• **Übungsaufgabe**:
Kopiere sämtliche folgenden Datensätze Zeichen für Zeichen und ohne jede Änderung.

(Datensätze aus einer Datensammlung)
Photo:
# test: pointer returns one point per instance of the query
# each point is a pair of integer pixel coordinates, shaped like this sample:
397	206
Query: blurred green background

• **Gelöste Aufgabe**:
Photo:
# test: pointer returns one point per instance of the query
# each point is a pair of integer pixel coordinates, shaped like this sample:
397	206
Query: blurred green background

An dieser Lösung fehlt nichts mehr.